_Text:_
════════════════════

Flip-Flop of Prior Flip-Flop by Spanish Supreme Court Flip-Flops Bank Stocks

There’s nothing like a sympathetic Supreme Court.

By Don Quijones, Spain, UK, & Mexico, editor at WOLF STREET.

Spanish bank stocks had their best day’s trading for months on Wednesday, with the MCE Bank Index rising by 2.6%. At one point the stock of interminably troubled Banco Sabadell had soared over 13%, before settling to finish the day up 2.5%. The reason for such market exuberance was perfectly rational: After two days of deliberation, 28 Supreme Court judges on Tuesday evening voted by a thin margin (15 to 13) to strike down a previous ruling by a different set of Supreme Court judges that would have hurt the banks’ lending business by forcing them, rather than mortgage borrowers, to pay the contractual tax on mortgage loans.

It’s the first time in the Supreme Court’s history that it has flip-flopped like this, by overturning a ruling of its own creation.

What terrified the banks was the prospect of the change of law being applied retroactively, resulting in crippling legal costs and compensation. Spain’s legal system allows customers to reclaim compensation from tax authorities for cases going back four years. That could have could come at a cost of €5 billion, Budget Minister Maria Jesus Montero said on Tuesday.

In the worst case scenario for the banks, in which the ruling would have been applied retroactively to the past 15 years, the maximum limitation period for civil claims, the total bill could have run to over €16 billion — almost the equivalent of two years of the banks’ net domestic profits.

After two and a half weeks of legal limbo that had brought Spain’s mortgage market to a virtual standstill, Spanish banks have won a multi-billion euro legal battle that will calm investors, enrage mortgage customers, and inflict serious damage on the already battered reputation of the country’s judiciary.

The Supreme Court’s original decision, taken on Oct. 18, was supposed to be final, but as soon as it was announced Spanish bank stocks began falling like flies, with some hitting new multiyear lows. That was enough to prompt Supreme Court Judge Luis María Díez-Picazo to flip-flip and suspend the ruling less than 24 hours after its passage, citing the acute “economic and social impact” it was having — meaning the banks were in trouble!

════════════════════

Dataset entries
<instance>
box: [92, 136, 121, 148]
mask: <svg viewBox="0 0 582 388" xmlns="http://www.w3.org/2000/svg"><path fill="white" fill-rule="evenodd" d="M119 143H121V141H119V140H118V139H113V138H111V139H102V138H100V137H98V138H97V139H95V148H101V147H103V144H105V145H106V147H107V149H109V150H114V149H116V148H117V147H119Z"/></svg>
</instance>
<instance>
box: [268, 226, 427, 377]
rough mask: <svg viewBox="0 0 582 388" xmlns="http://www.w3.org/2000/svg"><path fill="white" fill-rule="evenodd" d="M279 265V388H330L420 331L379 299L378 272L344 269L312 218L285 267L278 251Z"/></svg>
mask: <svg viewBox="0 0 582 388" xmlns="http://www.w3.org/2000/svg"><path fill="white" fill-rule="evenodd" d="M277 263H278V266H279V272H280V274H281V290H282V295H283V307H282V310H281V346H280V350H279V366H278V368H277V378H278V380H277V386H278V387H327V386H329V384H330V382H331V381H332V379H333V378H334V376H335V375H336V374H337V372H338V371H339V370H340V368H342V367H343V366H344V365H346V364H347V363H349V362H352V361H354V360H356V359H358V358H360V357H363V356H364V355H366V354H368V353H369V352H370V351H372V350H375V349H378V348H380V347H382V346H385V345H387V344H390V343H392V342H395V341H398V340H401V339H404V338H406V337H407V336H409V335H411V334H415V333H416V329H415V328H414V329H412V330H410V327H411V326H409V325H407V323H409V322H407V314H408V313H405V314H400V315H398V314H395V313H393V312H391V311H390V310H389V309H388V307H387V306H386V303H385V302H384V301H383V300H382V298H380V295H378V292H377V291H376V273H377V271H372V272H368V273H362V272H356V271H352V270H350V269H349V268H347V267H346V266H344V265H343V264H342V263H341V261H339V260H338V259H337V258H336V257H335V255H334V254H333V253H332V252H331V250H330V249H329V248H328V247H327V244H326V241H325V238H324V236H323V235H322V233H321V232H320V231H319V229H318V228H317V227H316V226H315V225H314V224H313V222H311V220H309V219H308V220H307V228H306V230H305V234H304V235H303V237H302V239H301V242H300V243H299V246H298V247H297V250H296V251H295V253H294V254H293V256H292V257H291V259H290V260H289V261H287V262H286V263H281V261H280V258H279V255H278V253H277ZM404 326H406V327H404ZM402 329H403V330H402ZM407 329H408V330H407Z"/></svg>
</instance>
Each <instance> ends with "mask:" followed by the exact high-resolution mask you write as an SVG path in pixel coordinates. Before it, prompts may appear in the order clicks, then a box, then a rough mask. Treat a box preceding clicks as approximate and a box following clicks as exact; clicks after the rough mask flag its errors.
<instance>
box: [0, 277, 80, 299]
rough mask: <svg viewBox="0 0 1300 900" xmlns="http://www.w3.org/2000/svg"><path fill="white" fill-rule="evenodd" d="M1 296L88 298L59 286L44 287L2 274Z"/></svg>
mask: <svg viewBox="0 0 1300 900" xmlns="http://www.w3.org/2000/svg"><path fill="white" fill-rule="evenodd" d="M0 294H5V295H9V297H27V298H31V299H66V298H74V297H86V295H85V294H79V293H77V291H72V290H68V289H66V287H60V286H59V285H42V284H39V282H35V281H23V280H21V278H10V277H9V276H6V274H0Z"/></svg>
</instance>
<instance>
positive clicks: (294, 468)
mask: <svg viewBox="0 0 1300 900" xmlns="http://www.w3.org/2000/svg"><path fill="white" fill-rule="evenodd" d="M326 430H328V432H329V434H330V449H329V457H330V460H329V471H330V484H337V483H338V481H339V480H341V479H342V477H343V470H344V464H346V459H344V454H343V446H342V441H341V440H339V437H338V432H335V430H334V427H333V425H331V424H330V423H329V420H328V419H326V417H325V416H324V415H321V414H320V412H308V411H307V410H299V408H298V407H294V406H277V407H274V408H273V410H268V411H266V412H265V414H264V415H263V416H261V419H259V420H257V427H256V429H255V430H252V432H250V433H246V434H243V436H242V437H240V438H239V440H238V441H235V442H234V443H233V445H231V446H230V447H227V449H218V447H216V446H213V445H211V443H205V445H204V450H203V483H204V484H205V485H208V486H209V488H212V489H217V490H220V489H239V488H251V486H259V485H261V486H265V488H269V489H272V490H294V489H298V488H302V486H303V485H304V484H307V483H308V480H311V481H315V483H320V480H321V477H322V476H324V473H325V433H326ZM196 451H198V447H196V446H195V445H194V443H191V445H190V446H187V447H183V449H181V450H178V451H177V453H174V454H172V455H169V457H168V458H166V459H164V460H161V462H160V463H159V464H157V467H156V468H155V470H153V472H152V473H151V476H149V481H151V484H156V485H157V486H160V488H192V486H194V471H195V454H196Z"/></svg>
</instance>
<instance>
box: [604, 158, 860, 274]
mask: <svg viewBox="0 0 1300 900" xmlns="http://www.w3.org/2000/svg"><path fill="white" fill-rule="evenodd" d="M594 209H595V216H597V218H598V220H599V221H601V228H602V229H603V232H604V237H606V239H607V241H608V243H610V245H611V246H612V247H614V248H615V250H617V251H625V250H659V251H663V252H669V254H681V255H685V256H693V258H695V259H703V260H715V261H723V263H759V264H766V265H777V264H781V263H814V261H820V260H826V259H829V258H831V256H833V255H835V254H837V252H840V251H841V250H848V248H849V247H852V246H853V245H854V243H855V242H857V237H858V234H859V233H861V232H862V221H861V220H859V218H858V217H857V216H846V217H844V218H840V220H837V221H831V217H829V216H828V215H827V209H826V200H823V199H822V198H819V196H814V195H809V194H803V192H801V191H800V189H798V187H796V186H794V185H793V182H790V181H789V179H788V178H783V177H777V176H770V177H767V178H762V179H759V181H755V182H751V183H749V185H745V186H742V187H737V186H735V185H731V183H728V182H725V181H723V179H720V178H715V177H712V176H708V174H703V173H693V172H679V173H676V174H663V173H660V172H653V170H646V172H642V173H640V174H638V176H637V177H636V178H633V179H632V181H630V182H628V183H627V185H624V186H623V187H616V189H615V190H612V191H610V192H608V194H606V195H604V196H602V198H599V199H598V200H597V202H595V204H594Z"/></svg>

════════════════════

_Tasks and exercises:_
• 1. Change "market exuberance" to "investor enthusiasm" in the article on the Spanish Supreme Court ruling, and write out the stretch from "Flip-Flop of Prior" through "on mortgage loans." with that substitution.
• 2. Write what comes next in the article on the Spanish Supreme Court ruling, starting after its final sentence.

_Set of answers:_
• 1.
Flip-Flop of Prior Flip-Flop by Spanish Supreme Court Flip-Flops Bank Stocks

There’s nothing like a sympathetic Supreme Court.

By Don Quijones, Spain, UK, & Mexico, editor at WOLF STREET.

Spanish bank stocks had their best day’s trading for months on Wednesday, with the MCE Bank Index rising by 2.6%. At one point the stock of interminably troubled Banco Sabadell had soared over 13%, before settling to finish the day up 2.5%. The reason for such investor enthusiasm was perfectly rational: After two days of deliberation, 28 Supreme Court judges on Tuesday evening voted by a thin margin (15 to 13) to strike down a previous ruling by a different set of Supreme Court judges that would have hurt the banks’ lending business by forcing them, rather than mortgage borrowers, to pay the contractual tax on mortgage loans.

• 2.
But even that did little to calm investors nerves. By the middle of the following week the shares of Spain’s five largest listed banks were down 40% from January. Since then, the banks have been furiously lobbying to minimize the fallout from the Supreme Court ruling, arguing that in other European countries it’s the mortgage customers, not the banks, who pay equivalent taxes.

But even the banks were not expecting such a happy outcome. If recent statements are any indication, most CEOs had more or less come to terms with the notion that in the future lenders would have to foot the bill for the mortgage tax, which would have set them back around €650 million annually — a cost the banks could have been borne quite comfortably, especially if they passed it on to consumers in time-honored fashion.

While the banks celebrate their good fortune, public trust in government, already low, just took another big blow. According to the Spanish consumer association OCU, today’s ruling calls into question the independence of the judiciary vis-á-vis the banking sector while creating a climate of acute legal uncertainty. “Today the banks won and consumers and the rest of society lost,” it lamented.

Given Spain’s Supreme Court’s consistent, unabashed advocacy of the banking industry’s interests, perhaps the biggest surprise in all this legal fiasco is not that it has overturned a rare ruling in favor of bank customers that could have set the sector back billions, but rather that it even produced the ruling in the first place. By Don Quijones.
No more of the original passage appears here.